AUFGABEN:
1) Erkläre anhand des Briefes, warum die Engländer laut Text nun scheinbar vor der Verdunklung kommen.
2) Gib aus dem Brief alles von „Brief 88 vom“ bis hinunter zu „heute nicht bleiben.“ wortgetreu wieder.

BRIEF:
^^^^^^^^

Dienstag, 10. November 2015

Brief 88 vom 9.11.1940


Mein lieber Ernst!                                           Konstanz, 9.Nov. 1940  

Ich schreibe Dir heute Morgen nur kurz, da ich nachher Lebensmittelkarten holen und einkaufen fahren muß, möchte ich den Brief gleich mitnehmen.  Heute Nachmittag möchten wir baden, da kann ich dann nicht mehr fortfahren und ohne Nachricht sollst Du auch heute nicht bleiben. 
Gestern Abend wollte ich mich zeitiger schlafen legen. Als ich um ¾ 10 Uhr gerade ins Bett steigen wollte, ging die Sirene an.  Also schnell wieder angezogen und in den Keller. Da haben wir bis um 12 Uhr gesessen.  In der Nähe von uns hat es ziemlich gewummert, besonders im Westen und Osten. Auch Leuchtbomben hat es gegeben.  Die Schweiz verdunkelt doch jetzt doch ab 10 Uhr, nach unserer Zeit 11 Uhr. Das wissen die Engländer natürlich auch und da das helle Schweizer Gebiet doch ein wunderbarer Wegweiser ist, kommen sie nun scheinbar vor der Verdunklung.

^^^^^^^^

BEREITGESTELLTE DATENSÄTZE:
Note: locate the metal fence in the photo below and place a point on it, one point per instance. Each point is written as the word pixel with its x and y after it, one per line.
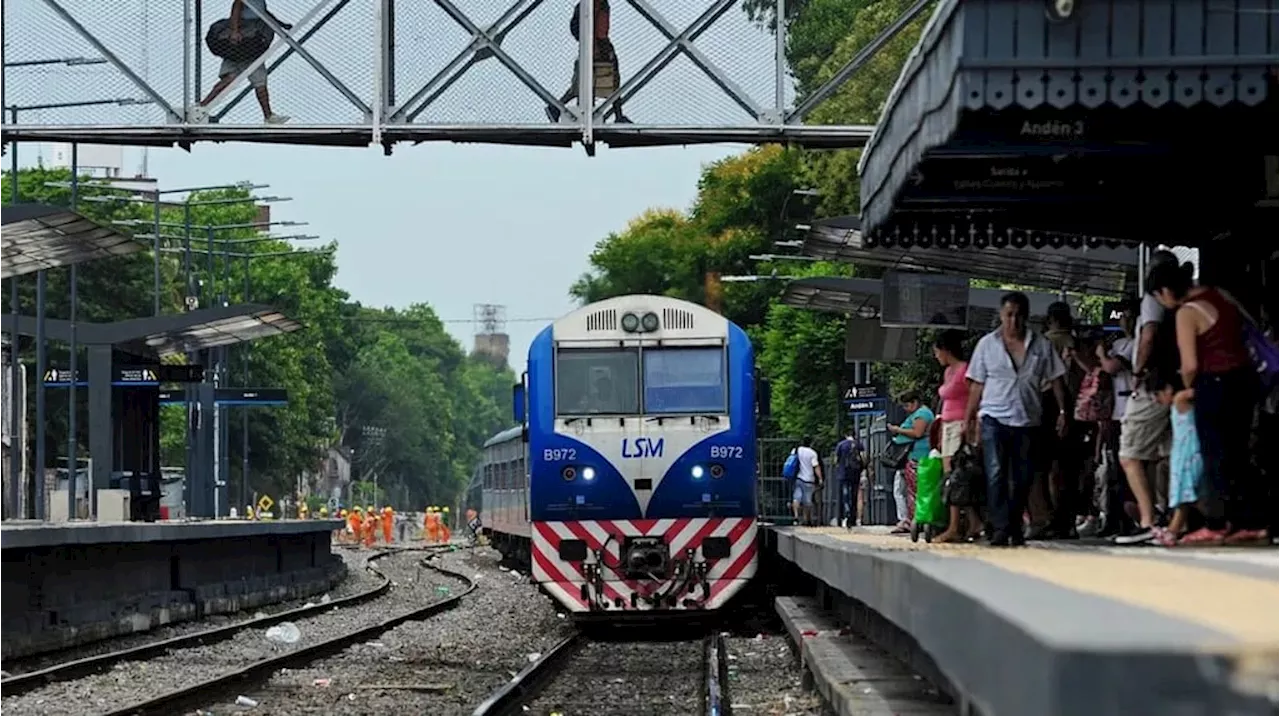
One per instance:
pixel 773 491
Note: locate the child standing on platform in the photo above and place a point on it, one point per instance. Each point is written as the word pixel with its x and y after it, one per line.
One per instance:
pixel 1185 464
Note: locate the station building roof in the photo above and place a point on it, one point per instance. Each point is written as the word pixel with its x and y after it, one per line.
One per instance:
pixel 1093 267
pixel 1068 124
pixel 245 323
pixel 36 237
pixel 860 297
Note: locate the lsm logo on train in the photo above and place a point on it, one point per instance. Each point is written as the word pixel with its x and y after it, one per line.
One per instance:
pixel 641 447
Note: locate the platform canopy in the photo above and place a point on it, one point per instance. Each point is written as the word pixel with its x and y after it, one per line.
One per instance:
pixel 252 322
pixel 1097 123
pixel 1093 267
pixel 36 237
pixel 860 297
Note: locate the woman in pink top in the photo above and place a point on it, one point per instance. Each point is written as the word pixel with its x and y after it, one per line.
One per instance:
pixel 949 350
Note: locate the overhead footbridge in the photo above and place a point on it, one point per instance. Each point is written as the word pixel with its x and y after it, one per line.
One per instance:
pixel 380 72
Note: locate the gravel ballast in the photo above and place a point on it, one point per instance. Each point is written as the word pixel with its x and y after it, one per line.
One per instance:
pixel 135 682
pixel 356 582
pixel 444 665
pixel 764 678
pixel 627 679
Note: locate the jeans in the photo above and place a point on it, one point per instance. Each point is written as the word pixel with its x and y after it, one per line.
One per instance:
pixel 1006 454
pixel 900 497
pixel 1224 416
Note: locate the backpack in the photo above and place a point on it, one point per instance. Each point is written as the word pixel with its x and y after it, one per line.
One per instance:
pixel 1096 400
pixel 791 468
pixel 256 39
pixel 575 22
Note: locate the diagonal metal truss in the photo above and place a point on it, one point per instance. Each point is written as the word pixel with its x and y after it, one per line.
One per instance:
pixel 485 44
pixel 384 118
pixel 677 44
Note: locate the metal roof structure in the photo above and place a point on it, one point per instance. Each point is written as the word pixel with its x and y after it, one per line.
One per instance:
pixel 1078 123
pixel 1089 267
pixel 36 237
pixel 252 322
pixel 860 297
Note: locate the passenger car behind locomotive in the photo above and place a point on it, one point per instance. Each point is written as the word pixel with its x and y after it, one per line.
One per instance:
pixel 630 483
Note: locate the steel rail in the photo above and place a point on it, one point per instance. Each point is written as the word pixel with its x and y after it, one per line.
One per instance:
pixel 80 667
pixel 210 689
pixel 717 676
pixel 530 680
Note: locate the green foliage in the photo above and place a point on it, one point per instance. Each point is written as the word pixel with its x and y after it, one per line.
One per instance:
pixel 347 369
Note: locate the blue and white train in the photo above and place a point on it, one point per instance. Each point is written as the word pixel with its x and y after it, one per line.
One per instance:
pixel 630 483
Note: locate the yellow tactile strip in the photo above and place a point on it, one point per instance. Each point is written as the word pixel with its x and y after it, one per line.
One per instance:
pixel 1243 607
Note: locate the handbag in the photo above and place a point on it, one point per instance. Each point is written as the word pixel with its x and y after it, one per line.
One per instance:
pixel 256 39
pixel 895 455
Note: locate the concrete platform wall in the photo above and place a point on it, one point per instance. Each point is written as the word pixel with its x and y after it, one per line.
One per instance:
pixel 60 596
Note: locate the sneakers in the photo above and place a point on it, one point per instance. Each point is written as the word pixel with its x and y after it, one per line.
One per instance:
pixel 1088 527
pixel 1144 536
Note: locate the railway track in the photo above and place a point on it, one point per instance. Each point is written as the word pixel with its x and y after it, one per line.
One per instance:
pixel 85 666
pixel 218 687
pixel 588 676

^^^^^^^^

LÖSUNGEN:
1) Die Schweiz verdunkelt jetzt ab 10 Uhr, nach deutscher Zeit 11 Uhr, und das helle Schweizer Gebiet ist ein wunderbarer Wegweiser. Da die Engländer das wissen, kommen sie offenbar, bevor dort verdunkelt wird.

2)
Brief 88 vom 9.11.1940


Mein lieber Ernst!                                           Konstanz, 9.Nov. 1940  

Ich schreibe Dir heute Morgen nur kurz, da ich nachher Lebensmittelkarten holen und einkaufen fahren muß, möchte ich den Brief gleich mitnehmen.  Heute Nachmittag möchten wir baden, da kann ich dann nicht mehr fortfahren und ohne Nachricht sollst Du auch heute nicht bleiben.